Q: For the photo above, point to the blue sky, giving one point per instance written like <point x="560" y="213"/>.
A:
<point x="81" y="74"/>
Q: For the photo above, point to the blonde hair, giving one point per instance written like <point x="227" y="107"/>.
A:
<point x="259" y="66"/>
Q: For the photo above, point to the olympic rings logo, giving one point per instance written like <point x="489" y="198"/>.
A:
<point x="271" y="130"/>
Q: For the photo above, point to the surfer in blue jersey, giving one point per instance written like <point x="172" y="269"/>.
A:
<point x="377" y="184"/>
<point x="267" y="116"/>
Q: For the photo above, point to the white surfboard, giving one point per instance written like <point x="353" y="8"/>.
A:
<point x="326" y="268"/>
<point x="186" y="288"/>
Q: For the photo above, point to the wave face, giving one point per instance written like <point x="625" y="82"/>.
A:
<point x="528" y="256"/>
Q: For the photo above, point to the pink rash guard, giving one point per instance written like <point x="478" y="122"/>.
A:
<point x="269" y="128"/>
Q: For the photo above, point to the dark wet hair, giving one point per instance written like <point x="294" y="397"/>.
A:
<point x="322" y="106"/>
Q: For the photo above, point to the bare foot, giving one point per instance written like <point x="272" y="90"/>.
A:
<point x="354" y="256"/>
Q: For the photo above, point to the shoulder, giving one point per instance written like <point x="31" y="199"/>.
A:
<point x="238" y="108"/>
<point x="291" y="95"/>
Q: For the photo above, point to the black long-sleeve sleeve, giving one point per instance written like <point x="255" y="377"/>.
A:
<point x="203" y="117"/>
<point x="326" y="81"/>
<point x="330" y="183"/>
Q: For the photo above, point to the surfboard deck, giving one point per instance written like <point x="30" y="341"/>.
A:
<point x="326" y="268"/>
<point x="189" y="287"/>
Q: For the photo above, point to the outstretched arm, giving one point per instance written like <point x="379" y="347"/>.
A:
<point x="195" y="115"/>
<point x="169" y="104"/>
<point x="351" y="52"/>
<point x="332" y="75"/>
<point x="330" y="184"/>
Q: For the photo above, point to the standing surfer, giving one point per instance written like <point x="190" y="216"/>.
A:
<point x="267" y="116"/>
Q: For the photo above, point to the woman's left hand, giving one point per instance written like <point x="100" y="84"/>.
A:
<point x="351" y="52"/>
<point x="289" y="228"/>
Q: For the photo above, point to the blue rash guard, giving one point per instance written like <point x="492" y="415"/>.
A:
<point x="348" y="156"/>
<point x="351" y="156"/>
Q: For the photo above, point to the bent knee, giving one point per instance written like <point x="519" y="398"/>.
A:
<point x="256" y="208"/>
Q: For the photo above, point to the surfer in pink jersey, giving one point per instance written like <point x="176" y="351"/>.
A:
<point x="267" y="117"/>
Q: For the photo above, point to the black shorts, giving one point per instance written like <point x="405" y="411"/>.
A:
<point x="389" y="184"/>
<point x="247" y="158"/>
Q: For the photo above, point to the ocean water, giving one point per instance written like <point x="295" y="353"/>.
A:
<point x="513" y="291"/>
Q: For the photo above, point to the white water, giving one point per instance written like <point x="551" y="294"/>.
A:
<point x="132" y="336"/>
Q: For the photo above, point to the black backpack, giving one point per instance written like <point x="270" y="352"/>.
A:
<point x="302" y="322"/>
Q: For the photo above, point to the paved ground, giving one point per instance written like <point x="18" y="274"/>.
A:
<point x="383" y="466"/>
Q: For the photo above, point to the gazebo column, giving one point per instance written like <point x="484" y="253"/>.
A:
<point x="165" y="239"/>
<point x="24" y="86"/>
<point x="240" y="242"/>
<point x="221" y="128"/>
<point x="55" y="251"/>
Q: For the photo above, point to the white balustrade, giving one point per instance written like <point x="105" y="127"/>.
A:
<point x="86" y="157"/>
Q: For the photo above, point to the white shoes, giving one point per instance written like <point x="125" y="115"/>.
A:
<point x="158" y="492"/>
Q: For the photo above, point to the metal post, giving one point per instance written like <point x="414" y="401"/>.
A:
|---|
Directions: All of the data above is to be transcribed without alteration.

Task output:
Q: For the photo above, point to the blue sky, giving one point per instance written like <point x="560" y="213"/>.
A:
<point x="81" y="74"/>
Q: For the photo above, point to the blonde hair, giving one point per instance written like <point x="227" y="107"/>.
A:
<point x="259" y="66"/>
Q: For the photo above, point to the olympic rings logo, giving one point per instance written like <point x="489" y="198"/>.
A:
<point x="271" y="130"/>
Q: For the photo above, point to the surfer in blue jersey, giving one point per instance written like <point x="172" y="269"/>.
A:
<point x="377" y="184"/>
<point x="267" y="116"/>
Q: For the photo above, point to the white surfboard, giving one point per instance written like <point x="353" y="8"/>.
A:
<point x="326" y="268"/>
<point x="186" y="288"/>
Q: For the photo above, point to the wave face, giving one point per instance written like <point x="625" y="82"/>.
A:
<point x="528" y="256"/>
Q: For the photo above, point to the pink rash guard, giving one point per instance written like <point x="478" y="122"/>.
A:
<point x="269" y="128"/>
Q: For the photo above, point to the dark wet hair, giving one point per instance written like <point x="294" y="397"/>.
A:
<point x="322" y="106"/>
Q: For the photo above, point to the bare foot, giving one point per instance written like <point x="272" y="90"/>.
A:
<point x="354" y="256"/>
Q: For the photo above, point to the shoulder, giving one point per instance written like <point x="31" y="199"/>.
A:
<point x="238" y="108"/>
<point x="291" y="95"/>
Q: For the photo above, point to the black long-sleeve sleeve, giving one point per instance written like <point x="255" y="377"/>.
A:
<point x="203" y="117"/>
<point x="326" y="81"/>
<point x="330" y="183"/>
Q: For the photo above, point to the surfboard deck, giving one point per instance written like <point x="30" y="341"/>.
A:
<point x="326" y="268"/>
<point x="189" y="287"/>
Q: For the photo above, point to the outstretched arm, giving one point per instance written like <point x="379" y="347"/>.
A:
<point x="195" y="115"/>
<point x="169" y="104"/>
<point x="351" y="52"/>
<point x="332" y="75"/>
<point x="330" y="184"/>
Q: For the photo above, point to the standing surfer, giving one point per instance written like <point x="190" y="216"/>.
A:
<point x="267" y="116"/>
Q: For the photo above, point to the woman's left hand, giving one point per instance written like <point x="100" y="84"/>.
A:
<point x="351" y="52"/>
<point x="289" y="228"/>
Q: For the photo above, point to the blue rash guard, giving one point per instance written like <point x="492" y="415"/>.
A:
<point x="348" y="156"/>
<point x="351" y="156"/>
Q: For the photo above, point to the bent knee, giving one point per instance written like <point x="519" y="398"/>.
A:
<point x="256" y="208"/>
Q: For the photo above, point to the surfer in pink jersey, giving one point per instance written like <point x="176" y="351"/>.
A:
<point x="267" y="117"/>
Q: For the photo above, point to the black shorts, giving one point per instance written like <point x="405" y="411"/>.
A:
<point x="389" y="184"/>
<point x="247" y="158"/>
Q: For the photo above, point to the ocean water, giving one point per instance written like <point x="295" y="353"/>.
A:
<point x="513" y="291"/>
Q: For the photo above, point to the white water, giving one point per instance written like <point x="551" y="294"/>.
A:
<point x="132" y="336"/>
Q: For the photo above, point to the black backpack, giving one point per instance written like <point x="270" y="352"/>.
A:
<point x="302" y="322"/>
Q: For the photo above, point to the paved ground, giving one point per instance written like <point x="18" y="274"/>.
A:
<point x="383" y="466"/>
Q: For the photo above, point to the gazebo column, giving one point per instance written like <point x="484" y="253"/>.
A:
<point x="165" y="239"/>
<point x="24" y="86"/>
<point x="240" y="242"/>
<point x="221" y="128"/>
<point x="55" y="251"/>
Q: For the photo above, point to the white balustrade, giving one point per instance written like <point x="105" y="127"/>.
A:
<point x="86" y="157"/>
Q: For the photo above, point to the white shoes, giving one point per instance written like <point x="125" y="115"/>.
A:
<point x="158" y="492"/>
Q: For the photo above, point to the metal post, giving one point per instance written like <point x="414" y="401"/>.
A:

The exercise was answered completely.